Pick each line containing the word "under" out of the data below.

Data entries
*** Block opens ***
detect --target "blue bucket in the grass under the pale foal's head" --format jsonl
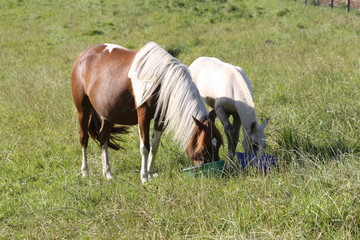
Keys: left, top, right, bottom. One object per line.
{"left": 236, "top": 152, "right": 276, "bottom": 172}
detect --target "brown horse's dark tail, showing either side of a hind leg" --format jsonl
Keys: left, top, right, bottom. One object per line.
{"left": 88, "top": 110, "right": 128, "bottom": 150}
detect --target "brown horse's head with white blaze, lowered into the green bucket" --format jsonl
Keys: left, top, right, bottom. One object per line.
{"left": 186, "top": 110, "right": 223, "bottom": 165}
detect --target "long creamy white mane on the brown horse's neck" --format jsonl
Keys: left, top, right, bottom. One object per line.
{"left": 129, "top": 42, "right": 207, "bottom": 148}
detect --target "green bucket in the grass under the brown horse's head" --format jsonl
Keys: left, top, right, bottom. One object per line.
{"left": 183, "top": 160, "right": 225, "bottom": 177}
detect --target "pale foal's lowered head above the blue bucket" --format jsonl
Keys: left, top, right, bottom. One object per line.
{"left": 242, "top": 118, "right": 269, "bottom": 156}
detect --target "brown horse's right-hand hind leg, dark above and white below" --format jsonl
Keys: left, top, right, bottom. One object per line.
{"left": 99, "top": 119, "right": 114, "bottom": 180}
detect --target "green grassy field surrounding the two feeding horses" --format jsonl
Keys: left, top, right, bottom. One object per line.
{"left": 0, "top": 0, "right": 360, "bottom": 239}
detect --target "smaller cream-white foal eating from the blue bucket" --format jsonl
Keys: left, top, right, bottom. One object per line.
{"left": 189, "top": 57, "right": 268, "bottom": 160}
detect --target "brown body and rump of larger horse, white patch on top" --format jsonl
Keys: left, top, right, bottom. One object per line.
*** Block closes ***
• _TASK ANSWER_:
detect --target "blue bucket in the grass under the pale foal's head" --format jsonl
detect --target "green bucket in the grass under the brown horse's head" --format jsonl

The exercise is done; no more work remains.